(Entries pointing to named objects)

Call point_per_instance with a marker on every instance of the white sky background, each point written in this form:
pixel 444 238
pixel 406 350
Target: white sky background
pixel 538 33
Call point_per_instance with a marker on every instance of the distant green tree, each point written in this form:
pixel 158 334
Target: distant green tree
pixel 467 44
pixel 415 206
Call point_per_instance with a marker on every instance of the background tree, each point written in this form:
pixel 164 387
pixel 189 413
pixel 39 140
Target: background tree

**What you are asked to do**. Copy the material above word for word, from the first line to the last.

**Exercise response**.
Call point_per_instance with a marker on every instance of the white sky background, each point written in this form:
pixel 444 238
pixel 406 350
Target: white sky background
pixel 538 33
Call point_per_instance with a marker on every instance of the distant green tree, each point written in this form:
pixel 158 334
Target: distant green tree
pixel 467 44
pixel 415 206
Call point_per_instance with a marker on every instance of the background tree, each point written in this form:
pixel 164 387
pixel 189 413
pixel 39 140
Target: background tree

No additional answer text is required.